- [TASK DESCRIPTION] Could you express every line of the data below as a JSON list of strings, one string per line, with blank lines omitted?

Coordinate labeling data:
════════════════

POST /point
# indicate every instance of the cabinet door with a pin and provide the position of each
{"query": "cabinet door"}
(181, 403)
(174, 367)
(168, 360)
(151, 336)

════════════════

- [EXERCISE RESULT]
[
  "POST /point",
  "# indicate every instance of the cabinet door with a pin and provide the position of each",
  "{\"query\": \"cabinet door\"}",
  "(181, 403)",
  "(174, 367)",
  "(168, 360)",
  "(151, 336)"
]